EXERCISE AIM>
Starting at the first line of the items and stopping after the line that has "box: [51, 124, 200, 166]", rewrite every line with "positive clicks" swapped for "foreground clicks" and nothing else altered. Leave the pictures out.
INPUT RECORDS below:
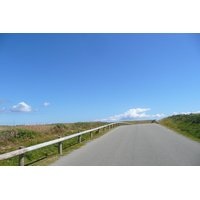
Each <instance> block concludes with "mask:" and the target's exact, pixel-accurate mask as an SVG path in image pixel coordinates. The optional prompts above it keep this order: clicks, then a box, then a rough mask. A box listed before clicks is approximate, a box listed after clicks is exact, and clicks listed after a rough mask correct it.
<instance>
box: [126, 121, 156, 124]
mask: <svg viewBox="0 0 200 200" xmlns="http://www.w3.org/2000/svg"><path fill="white" fill-rule="evenodd" d="M125 122H127V123H131V124H148V123H151V122H152V120H141V121H125Z"/></svg>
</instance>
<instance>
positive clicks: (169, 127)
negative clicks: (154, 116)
mask: <svg viewBox="0 0 200 200" xmlns="http://www.w3.org/2000/svg"><path fill="white" fill-rule="evenodd" d="M159 124H161V125H163V126H165V127H167V128H169V129H171V130H174V131H176V132H177V133H180V134H182V135H184V136H186V137H189V138H191V139H193V140H196V141H198V142H200V114H189V115H173V116H170V117H166V118H164V119H162V120H160V121H159Z"/></svg>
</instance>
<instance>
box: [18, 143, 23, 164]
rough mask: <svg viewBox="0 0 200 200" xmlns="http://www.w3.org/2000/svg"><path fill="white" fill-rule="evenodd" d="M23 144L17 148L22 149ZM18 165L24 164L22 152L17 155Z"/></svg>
mask: <svg viewBox="0 0 200 200" xmlns="http://www.w3.org/2000/svg"><path fill="white" fill-rule="evenodd" d="M23 148H24V146H20V147H19V149H23ZM19 166H24V154H21V155H19Z"/></svg>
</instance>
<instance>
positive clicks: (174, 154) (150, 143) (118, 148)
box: [51, 124, 200, 166]
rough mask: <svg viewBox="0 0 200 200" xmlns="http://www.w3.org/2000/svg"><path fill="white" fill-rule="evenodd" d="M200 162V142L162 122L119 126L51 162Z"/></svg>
mask: <svg viewBox="0 0 200 200" xmlns="http://www.w3.org/2000/svg"><path fill="white" fill-rule="evenodd" d="M186 165H190V166H199V165H200V143H198V142H195V141H193V140H191V139H188V138H186V137H184V136H182V135H179V134H177V133H175V132H173V131H171V130H169V129H167V128H165V127H163V126H161V125H159V124H140V125H127V126H121V127H117V128H116V129H114V130H112V131H110V132H108V133H106V134H105V135H103V136H102V137H100V138H98V139H95V140H92V141H90V142H88V143H87V144H86V145H84V146H82V147H81V148H79V149H77V150H74V151H72V152H71V153H70V154H68V155H66V156H63V157H61V158H60V159H59V160H57V161H56V162H55V163H54V164H52V165H51V166H186Z"/></svg>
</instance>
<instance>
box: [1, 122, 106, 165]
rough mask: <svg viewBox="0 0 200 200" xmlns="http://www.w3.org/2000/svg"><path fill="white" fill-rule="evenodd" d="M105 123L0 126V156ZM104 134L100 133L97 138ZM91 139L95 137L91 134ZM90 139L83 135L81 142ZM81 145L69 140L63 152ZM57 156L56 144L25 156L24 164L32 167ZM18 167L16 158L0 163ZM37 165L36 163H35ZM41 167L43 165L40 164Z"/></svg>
mask: <svg viewBox="0 0 200 200" xmlns="http://www.w3.org/2000/svg"><path fill="white" fill-rule="evenodd" d="M105 124H107V122H105V123H103V122H77V123H68V124H48V125H26V126H24V125H22V126H0V154H4V153H7V152H10V151H14V150H17V149H19V146H25V147H29V146H33V145H36V144H40V143H43V142H47V141H50V140H54V139H58V137H64V136H68V135H71V134H74V133H78V132H81V131H84V130H89V129H92V128H96V127H99V126H103V125H105ZM103 133H104V132H103V131H101V133H100V134H98V136H100V135H102V134H103ZM93 136H94V137H93V138H95V137H97V134H96V132H95V131H94V132H93ZM89 139H90V134H89V133H87V134H84V135H83V136H82V141H86V140H89ZM81 145H83V143H82V144H80V143H78V140H77V138H71V139H69V140H66V141H64V142H63V152H64V151H66V152H67V151H69V150H71V149H74V148H77V147H79V146H81ZM57 154H58V144H55V145H51V146H48V147H43V148H41V149H37V150H35V151H31V152H28V153H26V154H25V164H26V165H34V163H35V162H36V161H39V160H47V159H48V158H51V157H55V156H57ZM2 165H5V166H9V165H10V166H15V165H18V156H16V157H13V158H10V159H7V160H3V161H0V166H2ZM36 165H38V162H36ZM41 165H43V164H41Z"/></svg>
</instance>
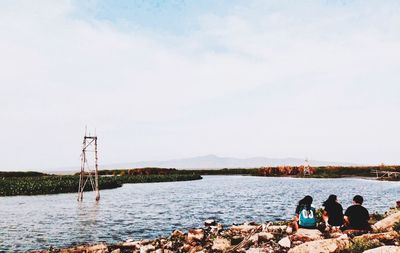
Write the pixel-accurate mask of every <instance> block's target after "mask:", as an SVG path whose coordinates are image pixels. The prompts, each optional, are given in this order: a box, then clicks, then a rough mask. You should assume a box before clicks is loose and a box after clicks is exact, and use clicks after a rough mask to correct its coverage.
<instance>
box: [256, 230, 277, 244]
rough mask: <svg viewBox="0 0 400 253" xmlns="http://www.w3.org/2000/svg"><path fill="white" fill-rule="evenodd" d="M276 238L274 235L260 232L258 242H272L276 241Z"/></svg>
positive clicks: (262, 232) (267, 233) (265, 232)
mask: <svg viewBox="0 0 400 253" xmlns="http://www.w3.org/2000/svg"><path fill="white" fill-rule="evenodd" d="M274 238H275V236H274V235H273V234H272V233H269V232H260V233H258V240H259V241H265V242H266V241H270V240H272V239H274Z"/></svg>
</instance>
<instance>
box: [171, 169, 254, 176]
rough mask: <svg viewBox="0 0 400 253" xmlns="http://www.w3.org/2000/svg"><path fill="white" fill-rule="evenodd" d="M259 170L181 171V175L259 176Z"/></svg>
mask: <svg viewBox="0 0 400 253" xmlns="http://www.w3.org/2000/svg"><path fill="white" fill-rule="evenodd" d="M258 170H259V169H255V168H250V169H245V168H237V169H227V168H224V169H214V170H212V169H208V170H204V169H202V170H179V173H184V174H193V173H197V174H200V175H257V172H258Z"/></svg>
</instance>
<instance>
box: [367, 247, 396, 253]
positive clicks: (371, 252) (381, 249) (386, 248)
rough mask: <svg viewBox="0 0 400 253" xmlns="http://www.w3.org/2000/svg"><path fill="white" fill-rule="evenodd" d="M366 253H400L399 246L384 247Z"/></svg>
mask: <svg viewBox="0 0 400 253" xmlns="http://www.w3.org/2000/svg"><path fill="white" fill-rule="evenodd" d="M364 253H400V247H399V246H382V247H378V248H375V249H369V250H366V251H364Z"/></svg>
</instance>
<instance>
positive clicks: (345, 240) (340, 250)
mask: <svg viewBox="0 0 400 253" xmlns="http://www.w3.org/2000/svg"><path fill="white" fill-rule="evenodd" d="M349 247H350V241H349V240H347V239H324V240H318V241H311V242H306V243H303V244H300V245H298V246H296V247H294V248H292V249H290V250H289V251H288V253H333V252H340V251H342V250H346V249H348V248H349Z"/></svg>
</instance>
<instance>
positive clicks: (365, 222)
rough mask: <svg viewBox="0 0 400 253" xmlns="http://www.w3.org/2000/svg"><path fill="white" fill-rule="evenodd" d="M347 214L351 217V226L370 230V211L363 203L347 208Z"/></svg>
mask: <svg viewBox="0 0 400 253" xmlns="http://www.w3.org/2000/svg"><path fill="white" fill-rule="evenodd" d="M345 216H347V217H348V219H349V228H351V229H359V230H369V229H370V225H369V223H368V220H369V213H368V210H367V209H366V208H365V207H363V206H361V205H357V204H356V205H352V206H350V207H349V208H347V210H346V213H345Z"/></svg>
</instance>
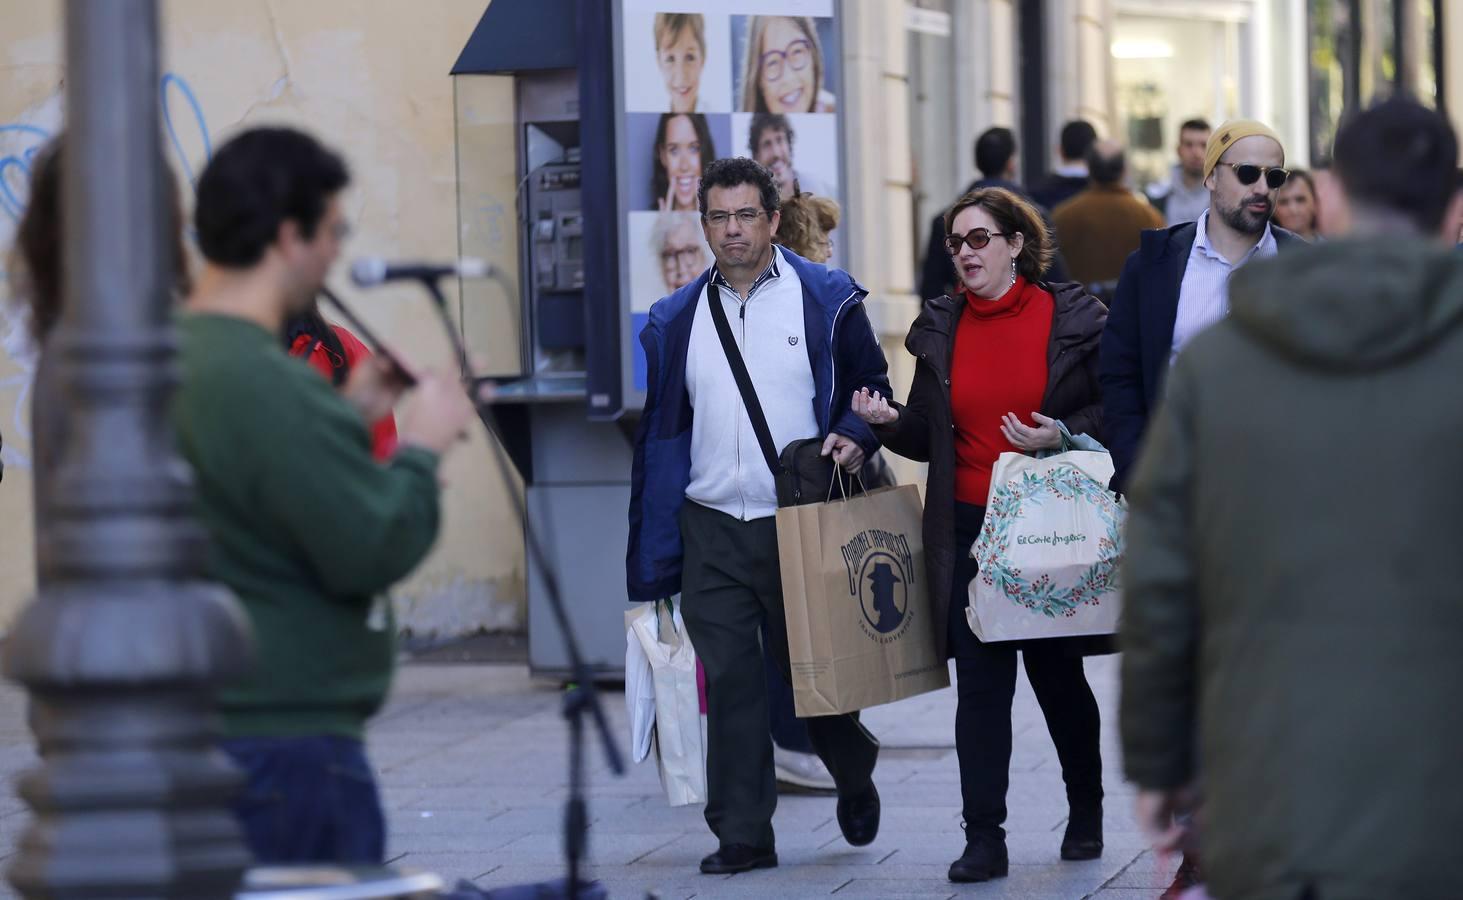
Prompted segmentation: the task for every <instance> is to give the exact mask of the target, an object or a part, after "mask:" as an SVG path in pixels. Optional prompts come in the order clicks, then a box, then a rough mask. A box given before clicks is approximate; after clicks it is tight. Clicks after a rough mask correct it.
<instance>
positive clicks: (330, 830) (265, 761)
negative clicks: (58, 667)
mask: <svg viewBox="0 0 1463 900" xmlns="http://www.w3.org/2000/svg"><path fill="white" fill-rule="evenodd" d="M348 180H350V176H348V173H347V170H345V164H344V161H341V158H339V157H336V155H335V154H334V152H331V151H328V149H325V148H323V146H320V145H319V143H317V142H316V140H315V139H313V138H310V136H307V135H303V133H300V132H296V130H293V129H253V130H249V132H244V133H241V135H238V136H237V138H234V139H233V140H230V142H228V143H227V145H224V146H222V148H219V151H218V152H217V154H215V155H214V158H212V161H211V162H209V164H208V168H205V170H203V174H202V177H200V179H199V183H198V209H196V214H195V225H196V228H198V244H199V249H200V250H202V253H203V258H205V260H206V265H205V266H203V272H202V275H200V277H199V280H198V287H196V288H195V291H193V294H192V296H190V297H189V301H187V312H186V313H184V315H183V316H181V320H180V325H178V331H180V337H181V369H183V379H181V385H180V388H178V392H177V395H176V400H174V407H173V420H174V424H176V427H177V436H178V443H180V446H181V451H183V455H184V457H186V458H187V461H189V464H190V465H192V467H193V476H195V480H196V492H198V509H199V517H200V520H202V521H203V524H205V525H206V528H208V531H209V537H211V540H212V553H211V569H212V575H214V577H215V578H217V580H218V581H221V582H222V584H225V585H228V587H230V588H231V590H233V591H234V593H236V594H237V596H238V599H240V601H243V604H244V609H246V610H247V612H249V618H250V620H252V623H253V631H255V656H256V663H255V669H253V672H252V673H250V675H249V676H247V678H246V679H243V680H241V682H238V683H234V685H228V686H227V689H225V691H222V694H221V698H219V711H221V717H222V726H224V738H225V740H224V743H222V746H224V751H225V752H227V754H228V755H230V757H231V758H233V760H234V762H236V764H237V765H238V767H240V768H243V770H244V773H246V776H247V779H249V781H247V786H246V789H244V792H243V796H241V798H240V799H238V803H237V812H238V817H240V820H241V822H243V827H244V833H246V837H247V839H249V844H250V847H252V849H253V852H255V856H256V858H257V859H259V860H260V862H342V863H344V862H358V863H380V862H382V860H383V859H382V858H383V855H385V822H383V815H382V811H380V802H379V798H377V793H376V783H375V779H373V777H372V770H370V765H369V764H367V761H366V754H364V749H363V745H361V735H363V730H364V724H366V720H367V719H369V717H370V716H372V714H373V713H375V711H376V710H377V708H379V707H380V704H382V701H383V700H385V695H386V689H388V688H389V685H391V676H392V669H394V660H395V629H394V623H392V616H391V607H389V604H388V601H386V596H385V594H386V590H388V588H389V587H391V585H392V584H394V582H395V581H398V580H401V578H402V577H405V575H407V572H410V571H411V569H413V568H415V565H417V563H418V562H421V559H423V558H424V556H426V555H427V550H429V549H430V547H432V544H433V541H435V540H436V534H437V525H439V509H437V493H439V486H437V462H439V460H440V457H442V454H443V452H446V451H448V448H451V446H452V445H454V443H456V438H458V435H459V433H461V432H462V429H464V427H465V424H467V421H468V419H470V417H471V414H473V407H471V404H470V401H468V400H467V395H465V392H464V391H462V386H461V383H459V382H458V380H456V379H455V378H449V376H440V375H435V373H420V375H418V376H417V382H418V383H417V392H415V398H414V400H413V404H411V405H410V407H408V410H407V414H405V417H404V419H402V424H401V429H399V439H401V440H399V443H401V446H399V449H398V451H396V454H395V455H394V457H392V458H391V461H389V462H386V464H377V462H376V461H375V460H373V458H372V449H370V432H369V429H367V423H370V421H376V420H377V419H380V417H382V416H383V414H385V413H386V411H389V410H391V407H392V404H394V402H395V400H396V398H398V397H399V394H401V391H402V388H404V383H402V379H399V378H396V376H394V372H395V370H394V369H391V366H389V364H388V363H385V360H383V359H382V357H379V356H377V357H375V360H372V361H370V363H369V364H367V363H363V364H360V366H357V367H356V369H354V370H353V375H351V378H350V380H348V382H347V383H345V386H344V388H342V389H341V391H339V392H336V391H335V388H332V386H331V385H329V382H326V380H325V379H322V378H320V376H319V375H317V373H315V372H313V370H312V369H310V367H309V366H307V364H306V363H304V361H301V360H293V359H290V357H288V356H287V354H285V351H284V350H282V347H281V341H279V332H281V328H282V325H284V322H285V320H287V319H288V318H291V316H296V315H300V313H301V312H304V310H306V309H309V306H310V303H312V301H313V299H315V296H316V293H319V290H320V285H322V282H323V281H325V277H326V274H328V272H329V268H331V263H334V262H335V258H336V256H338V255H339V249H341V243H342V240H344V239H345V234H347V231H348V228H347V224H345V218H344V215H342V211H341V200H339V193H341V192H342V190H344V189H345V186H347V183H348Z"/></svg>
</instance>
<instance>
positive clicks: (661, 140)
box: [650, 113, 717, 209]
mask: <svg viewBox="0 0 1463 900" xmlns="http://www.w3.org/2000/svg"><path fill="white" fill-rule="evenodd" d="M677 116H685V117H686V119H689V120H691V127H692V129H695V132H696V140H698V142H701V171H702V173H705V170H707V160H715V158H717V143H715V140H712V139H711V127H710V126H707V117H705V116H702V114H701V113H661V114H660V121H658V123H657V124H655V149H654V151H651V155H650V165H651V170H650V205H651V209H655V200H658V199H660V198H663V196H666V190H667V189H670V173H667V171H666V167H664V165H663V164H661V161H660V151H661V148H663V146H666V132H667V130H669V129H670V120H672V119H674V117H677Z"/></svg>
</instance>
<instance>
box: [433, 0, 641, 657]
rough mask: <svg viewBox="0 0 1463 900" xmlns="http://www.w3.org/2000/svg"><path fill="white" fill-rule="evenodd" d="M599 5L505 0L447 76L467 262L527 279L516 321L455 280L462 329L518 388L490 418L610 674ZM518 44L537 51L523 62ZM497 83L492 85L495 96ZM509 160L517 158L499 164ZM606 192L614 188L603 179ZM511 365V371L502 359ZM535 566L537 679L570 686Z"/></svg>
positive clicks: (620, 474)
mask: <svg viewBox="0 0 1463 900" xmlns="http://www.w3.org/2000/svg"><path fill="white" fill-rule="evenodd" d="M595 6H597V4H576V3H572V1H566V0H534V1H533V3H525V1H522V0H496V1H494V3H493V4H492V6H489V9H487V12H486V13H484V16H483V20H481V22H480V23H478V28H477V29H475V31H474V34H473V38H471V40H470V41H468V45H467V47H465V48H464V51H462V56H461V59H459V60H458V64H456V66H455V67H454V75H455V76H458V78H456V79H455V80H456V95H458V170H459V179H461V180H462V181H465V183H471V189H464V190H462V192H461V193H459V203H461V220H462V236H464V240H462V247H461V252H462V255H468V256H484V255H487V253H484V249H492V247H490V246H487V247H480V246H475V244H473V243H471V240H480V241H483V243H484V244H492V243H493V241H494V240H508V239H515V240H516V246H518V250H516V263H518V274H519V278H518V282H519V296H518V297H514V299H511V303H509V306H512V304H514V303H516V304H518V307H516V309H505V300H503V297H502V294H500V293H497V288H496V285H483V284H481V282H462V322H464V331H465V334H467V337H468V342H470V345H474V344H477V347H474V350H481V345H483V344H489V345H490V347H493V350H494V351H493V353H492V354H490V356H493V357H494V369H496V370H494V375H503V376H511V378H512V380H511V382H509V383H506V385H505V386H503V388H502V389H500V391H499V400H497V404H496V408H494V417H496V419H497V424H499V432H500V435H502V438H503V443H505V446H506V449H508V451H509V455H511V457H512V460H514V464H515V467H516V468H518V473H519V474H521V476H522V479H524V489H525V495H527V496H525V499H527V503H525V506H527V515H528V520H530V522H531V524H533V527H534V528H535V530H537V531H538V533H540V534H541V536H544V546H546V547H547V555H549V556H550V563H549V565H552V566H553V568H554V575H556V577H557V580H559V584H560V585H562V593H563V599H565V601H566V604H568V607H569V613H571V618H572V619H573V620H575V626H576V631H578V637H579V641H581V647H582V651H584V654H585V660H587V663H588V664H590V666H591V667H594V669H597V670H600V672H603V673H604V675H606V676H612V678H613V676H617V675H619V672H620V670H622V669H623V663H625V622H623V613H625V609H626V596H625V577H623V572H625V541H623V534H625V530H626V509H628V506H629V479H631V451H632V446H631V439H629V433H628V424H629V423H626V421H623V420H622V410H620V408H619V395H620V391H619V383H617V382H619V379H620V372H622V366H620V361H619V345H620V340H619V332H617V331H616V332H613V334H610V329H617V328H619V326H620V320H622V315H620V300H619V291H617V290H616V288H613V287H606V288H601V290H594V284H603V285H612V284H614V282H616V277H614V275H613V274H610V277H609V280H606V275H604V272H603V266H601V269H600V275H597V277H595V275H594V271H595V269H594V262H593V259H591V256H593V247H594V246H614V239H613V234H612V236H610V239H609V240H606V239H604V236H603V234H601V236H598V240H597V241H595V240H594V236H593V231H594V228H595V227H603V225H606V224H607V225H610V227H613V221H610V217H606V215H600V217H595V215H594V212H593V198H591V196H587V193H593V189H594V187H593V186H591V184H590V181H591V171H593V167H594V164H595V161H597V158H593V154H591V158H590V160H585V155H587V154H590V149H588V148H585V146H584V140H581V138H582V136H584V138H590V142H591V143H593V139H594V136H595V135H594V133H593V132H591V130H590V121H585V119H584V116H582V114H581V111H582V110H581V80H582V72H579V70H578V69H576V67H578V66H582V64H585V61H587V57H585V54H582V53H579V50H578V47H576V29H575V22H576V20H578V19H579V16H582V15H593V7H595ZM585 10H590V13H587V12H585ZM565 25H568V26H566V28H565ZM579 25H581V29H582V26H584V23H582V22H581V23H579ZM519 28H533V35H534V38H533V41H525V40H524V38H522V37H521V35H522V34H524V32H521V31H518V32H516V34H518V35H519V37H518V38H514V37H512V35H514V34H515V29H519ZM556 28H557V29H559V31H556ZM525 44H531V48H528V51H527V53H525V47H524V45H525ZM502 75H512V83H511V89H509V88H508V86H505V85H503V83H502V82H505V80H506V79H503V78H494V76H502ZM601 80H603V79H601ZM492 82H497V86H496V94H494V85H493V83H492ZM506 95H511V97H512V107H514V110H512V119H511V124H509V121H508V117H506V116H505V114H503V113H506V111H505V110H502V108H500V105H502V101H503V100H505V98H506ZM483 97H487V98H489V100H481V98H483ZM493 101H496V102H493ZM489 102H493V105H492V107H489ZM484 123H487V124H484ZM494 124H496V129H493V130H490V127H492V126H494ZM509 135H511V140H509ZM508 148H511V149H512V154H511V157H509V155H508V154H505V152H503V151H506V149H508ZM505 157H509V158H505ZM509 167H511V170H509ZM481 173H492V174H496V176H497V177H496V180H486V179H484V181H483V183H484V184H486V187H483V189H478V181H477V179H478V176H480V174H481ZM509 174H511V179H509ZM598 184H600V187H598V189H600V190H609V192H613V184H612V183H606V181H604V179H603V176H600V179H598ZM483 209H487V211H493V209H502V211H503V215H502V218H506V214H508V211H511V212H512V234H509V233H508V228H506V222H502V224H499V225H497V227H496V228H494V221H496V220H492V218H489V220H483V221H477V220H475V218H474V215H475V214H477V212H478V211H483ZM470 228H475V231H471V230H470ZM595 278H600V280H603V281H598V282H597V281H595ZM505 332H512V335H508V337H505ZM514 338H515V340H514ZM515 351H516V353H515ZM509 357H515V359H514V363H515V364H512V366H511V364H508V363H505V360H506V359H509ZM604 372H613V379H614V382H616V383H606V380H604V378H603V376H600V375H598V373H604ZM527 565H528V572H527V580H525V581H527V594H528V645H530V647H528V657H530V666H531V667H533V670H534V672H537V673H546V675H568V659H565V656H563V650H562V642H560V641H559V634H557V626H556V623H554V622H553V619H552V616H550V612H549V609H547V599H546V591H544V578H543V572H541V571H538V569H537V566H535V565H534V562H533V560H531V559H530V560H528V563H527Z"/></svg>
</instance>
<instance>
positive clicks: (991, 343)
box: [853, 187, 1110, 881]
End of INPUT RECORDS.
EXPECTED ANSWER>
Each <instance> block concludes with "mask:" and the target's exact, pixel-accurate mask as an SVG path in image pixel coordinates. The optional prompts above it keep this order: clicks, then a box, then a rough mask. A box listed before clicks is approximate, a box listed after clicks is exact, and clicks listed after a rough mask correct it.
<instance>
box: [126, 121, 156, 124]
mask: <svg viewBox="0 0 200 200" xmlns="http://www.w3.org/2000/svg"><path fill="white" fill-rule="evenodd" d="M125 122H127V123H131V124H148V123H151V122H152V120H141V121H125Z"/></svg>
</instance>
<instance>
foreground clicks: (169, 127)
negative clicks: (154, 116)
mask: <svg viewBox="0 0 200 200" xmlns="http://www.w3.org/2000/svg"><path fill="white" fill-rule="evenodd" d="M159 124H161V125H163V126H165V127H167V128H169V129H171V130H174V131H176V132H177V133H180V134H182V135H184V136H186V137H189V138H191V139H193V140H196V141H198V142H200V114H189V115H173V116H170V117H166V118H164V119H162V120H160V121H159Z"/></svg>
</instance>
<instance>
box: [18, 143, 23, 164]
rough mask: <svg viewBox="0 0 200 200" xmlns="http://www.w3.org/2000/svg"><path fill="white" fill-rule="evenodd" d="M23 144L17 148L22 149ZM18 165L24 164L22 152L17 155Z"/></svg>
mask: <svg viewBox="0 0 200 200" xmlns="http://www.w3.org/2000/svg"><path fill="white" fill-rule="evenodd" d="M23 148H24V146H20V147H19V149H23ZM19 166H24V154H21V155H19Z"/></svg>
</instance>
<instance>
foreground clicks: (174, 154) (150, 143) (118, 148)
box: [51, 124, 200, 166]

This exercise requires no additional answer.